• WHAT THE TASK ASKS
All of the entries must be duplicated exactly.

= = = =

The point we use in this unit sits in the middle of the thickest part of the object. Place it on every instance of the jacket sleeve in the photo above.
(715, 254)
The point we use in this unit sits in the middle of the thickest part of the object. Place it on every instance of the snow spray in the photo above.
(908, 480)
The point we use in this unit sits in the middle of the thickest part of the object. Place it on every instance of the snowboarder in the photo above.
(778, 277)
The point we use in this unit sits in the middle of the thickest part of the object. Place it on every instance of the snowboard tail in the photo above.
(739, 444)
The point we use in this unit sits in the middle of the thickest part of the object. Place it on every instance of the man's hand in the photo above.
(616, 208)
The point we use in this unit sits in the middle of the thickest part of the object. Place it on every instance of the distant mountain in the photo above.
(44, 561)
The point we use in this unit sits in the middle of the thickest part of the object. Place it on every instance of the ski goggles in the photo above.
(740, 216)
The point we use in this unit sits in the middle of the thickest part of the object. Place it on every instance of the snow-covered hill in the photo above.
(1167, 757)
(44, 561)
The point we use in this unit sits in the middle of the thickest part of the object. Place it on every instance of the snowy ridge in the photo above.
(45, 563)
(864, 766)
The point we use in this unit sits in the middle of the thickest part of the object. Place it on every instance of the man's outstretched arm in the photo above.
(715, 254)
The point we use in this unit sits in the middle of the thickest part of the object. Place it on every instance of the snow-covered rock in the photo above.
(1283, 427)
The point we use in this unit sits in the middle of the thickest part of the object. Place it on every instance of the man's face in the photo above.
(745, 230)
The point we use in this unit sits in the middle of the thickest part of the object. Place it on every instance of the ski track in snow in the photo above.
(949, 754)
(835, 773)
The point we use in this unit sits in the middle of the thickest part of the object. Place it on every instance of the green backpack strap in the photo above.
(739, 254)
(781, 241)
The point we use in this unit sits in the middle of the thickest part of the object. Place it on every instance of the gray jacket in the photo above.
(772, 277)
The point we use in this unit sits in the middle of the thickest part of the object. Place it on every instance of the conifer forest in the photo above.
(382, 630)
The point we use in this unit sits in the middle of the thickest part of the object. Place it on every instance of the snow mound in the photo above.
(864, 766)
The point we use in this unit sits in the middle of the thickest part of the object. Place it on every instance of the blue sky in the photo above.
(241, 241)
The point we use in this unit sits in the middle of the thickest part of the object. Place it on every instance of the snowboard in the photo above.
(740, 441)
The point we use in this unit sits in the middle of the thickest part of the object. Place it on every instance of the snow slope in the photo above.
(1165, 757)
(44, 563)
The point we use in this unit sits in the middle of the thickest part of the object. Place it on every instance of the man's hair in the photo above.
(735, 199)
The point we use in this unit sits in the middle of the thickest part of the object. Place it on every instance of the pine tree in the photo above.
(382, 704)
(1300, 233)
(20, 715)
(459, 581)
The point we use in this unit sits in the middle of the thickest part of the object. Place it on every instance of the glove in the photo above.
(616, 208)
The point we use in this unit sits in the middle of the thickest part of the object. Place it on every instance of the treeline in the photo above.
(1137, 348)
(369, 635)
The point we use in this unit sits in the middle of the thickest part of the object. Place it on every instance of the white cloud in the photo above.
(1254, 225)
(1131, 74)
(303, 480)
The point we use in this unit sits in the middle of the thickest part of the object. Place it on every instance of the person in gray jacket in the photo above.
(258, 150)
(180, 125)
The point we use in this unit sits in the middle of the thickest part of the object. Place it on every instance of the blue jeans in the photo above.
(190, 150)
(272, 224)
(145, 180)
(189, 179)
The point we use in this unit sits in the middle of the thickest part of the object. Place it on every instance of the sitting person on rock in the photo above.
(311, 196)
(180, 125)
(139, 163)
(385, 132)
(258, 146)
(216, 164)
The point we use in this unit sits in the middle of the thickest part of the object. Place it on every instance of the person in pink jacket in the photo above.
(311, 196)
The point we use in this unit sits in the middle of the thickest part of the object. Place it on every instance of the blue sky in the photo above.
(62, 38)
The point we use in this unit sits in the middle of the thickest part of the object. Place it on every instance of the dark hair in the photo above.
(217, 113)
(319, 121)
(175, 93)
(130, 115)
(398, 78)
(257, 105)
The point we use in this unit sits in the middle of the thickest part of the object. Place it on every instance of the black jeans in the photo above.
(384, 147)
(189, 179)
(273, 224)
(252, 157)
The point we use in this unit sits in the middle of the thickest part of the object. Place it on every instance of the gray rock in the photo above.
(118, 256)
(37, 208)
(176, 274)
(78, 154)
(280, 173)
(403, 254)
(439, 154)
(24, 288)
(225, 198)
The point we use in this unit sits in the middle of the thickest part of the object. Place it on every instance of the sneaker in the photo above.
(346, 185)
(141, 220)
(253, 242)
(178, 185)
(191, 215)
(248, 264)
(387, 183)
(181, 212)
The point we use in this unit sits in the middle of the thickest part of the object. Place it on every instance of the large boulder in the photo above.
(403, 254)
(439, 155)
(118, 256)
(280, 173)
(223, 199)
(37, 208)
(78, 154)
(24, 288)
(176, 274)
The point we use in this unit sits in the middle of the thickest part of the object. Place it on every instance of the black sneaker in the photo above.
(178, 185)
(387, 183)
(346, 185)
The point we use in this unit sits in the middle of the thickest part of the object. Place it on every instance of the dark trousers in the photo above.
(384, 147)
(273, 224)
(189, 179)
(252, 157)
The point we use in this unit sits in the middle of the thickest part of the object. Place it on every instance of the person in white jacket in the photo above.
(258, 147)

= = = =

• ANSWER TO THIS PROBLEM
The point we use in this unit sits in the middle of the thickest part of the object. Place it on every instance of the jacket sleeve in the photo above.
(715, 254)
The point we use in this unit sits in the middle of the thickest part of the object. Place it on every instance of the snow spray in the photo above.
(908, 480)
The point we use in this unit sits in the middle of the thickest part of the object. Place it on every instance of the snowboarder in the photo above.
(778, 277)
The point we use in this unit sits in the middle of the thickest part of the object. Place it on every instance of the snowboard tail in the photo above.
(739, 444)
The point we use in this unit sits in the middle of the thickest part of the object. Place it on every instance of the man's hand in the photo above.
(616, 208)
The point we use in this unit sits in the middle of the thickest part of the object. Place it on every instance of the distant mountain in the photo above.
(44, 561)
The point we use in this unit sits in the middle of the thickest part of the object. Place it on every instance of the ski goggles in the photo above.
(740, 216)
The point we use in this unit sits in the middle of the thickest part of the object. Place it on every instance of the snow-covered hill in the photo above.
(1167, 757)
(44, 561)
The point we use in this unit sits in the middle of the thickest part of the object. Place it on every instance of the snowy ridge in the photo above.
(45, 563)
(864, 766)
The point we use in this unit sits in the middle of the thickest part of the object. Place it on every instance of the man's outstretched arm in the photo above.
(715, 254)
The point we use in this unit sits in the middle of the thickest part of the object. Place it on every instance of the snow-covered rock in the photo above.
(1283, 427)
The point we use in this unit sits in the middle of the thickest part of the object. Place it on every instance of the man's face in the photo above.
(745, 230)
The point we use in this unit sits in the middle of the thickest part of the object. Place it on every instance of the ski track in snow in the photo above.
(949, 754)
(835, 773)
The point we use in this unit sits in the middle of the thickest part of the object. Place it on every instance of the green backpack strap in the photo above.
(739, 254)
(781, 241)
The point we use in this unit sits in the middle of the thickest part of the object. Place it on every instance of the gray jacket in the photo above.
(772, 277)
The point we use in this unit sits in the middle of the thickest part of the object. Place it on every instance of the conifer forest in the photo above.
(382, 630)
The point we use in this unit sits in the middle of the thickest part of the object. Place it on every instance of the snow mound in the photo above.
(864, 766)
The point we use in this unit sits in the middle of the thickest part of the object. Place it on every instance of the blue sky in the photo above.
(241, 241)
The point we use in this unit sits in the middle of the thickest part of the object. Place it on every instance of the snowboard in the photo above.
(740, 441)
The point we use in this unit sits in the middle of the thickest part of the object. Place it on every instance of the snow slope in the photo above.
(1165, 757)
(44, 563)
The point we use in this unit sits in the middle of the thickest part of the object. Place it on every instance of the man's hair in the photo above.
(735, 199)
The point we use in this unit sits in the middle of the thickest part of the object. Place it on every instance of the pine tree in the photo above.
(382, 704)
(1300, 233)
(20, 715)
(459, 581)
The point we use in this unit sits in the middle of the thickest part of the object. Place it on every instance of the glove in the photo above.
(616, 208)
The point we use in this unit sits in the middle of the thickest part of the object. Place it on every instance of the treeline in the photo above.
(1137, 348)
(369, 635)
The point we use in this unit sits in the middle of the thickest part of the object. Place it on every instance of the white cloud in the photo above.
(1254, 225)
(1131, 74)
(303, 480)
The point we use in this unit sits in the middle of the thickest part of the object. Place it on every instance of the person in gray jacket in the photo above.
(258, 150)
(180, 125)
The point we use in this unit sits in the middle of the thickest part of the object. Place it on every instance of the blue jeans in the photo above.
(190, 150)
(272, 224)
(145, 180)
(189, 179)
The point we use in this unit sits in the middle of the thickest part of the object. Place it on every instance of the sitting person on rock in the photo above.
(311, 196)
(180, 125)
(139, 163)
(385, 132)
(258, 146)
(216, 164)
The point we use in this unit sits in the middle of the thickest part of the object. Place it on every instance of the person in pink jacket in the photo above.
(311, 196)
The point we use in this unit sits in the middle of the thickest part of the object. Place it on every instance of the blue sky in the photo above.
(62, 38)
The point we use in this unit sits in the middle of the thickest part of the object. Place it on every instance of the dark hair in the photo above.
(217, 113)
(319, 121)
(175, 93)
(130, 115)
(398, 78)
(257, 105)
The point we use in this unit sits in the middle of the thickest part of the object. Place it on every instance of the black jeans in the photo above.
(384, 147)
(189, 179)
(273, 224)
(252, 157)
The point we use in this unit sits in the middle of the thickest part of the object. Place it on every instance of the gray rock in the photo above.
(118, 256)
(37, 208)
(176, 274)
(78, 154)
(280, 173)
(403, 254)
(439, 154)
(24, 288)
(225, 198)
The point we use in this unit sits in the middle of the thickest part of the object. Place it on every instance of the sneaker in the photo above.
(346, 185)
(141, 220)
(253, 242)
(178, 185)
(191, 215)
(248, 264)
(387, 183)
(181, 212)
The point we use in this unit sits in the middle of the thickest part of the object. Place it on every instance of the large boulder in the photo above.
(403, 254)
(439, 155)
(118, 256)
(280, 173)
(223, 199)
(37, 208)
(78, 154)
(24, 288)
(176, 274)
The point we use in this unit sits in the middle of the thickest part of the object. Place it on every instance of the black sneaker in the photo above.
(178, 185)
(387, 183)
(346, 185)
The point we use in this unit sits in the middle of the thickest part of the object. Place it on every instance of the dark trousers in the photo above.
(384, 147)
(273, 224)
(189, 179)
(252, 157)
The point we use in this unit sits in the middle of the thickest part of the object. Place it on every instance of the person in white jacket in the photo above.
(258, 147)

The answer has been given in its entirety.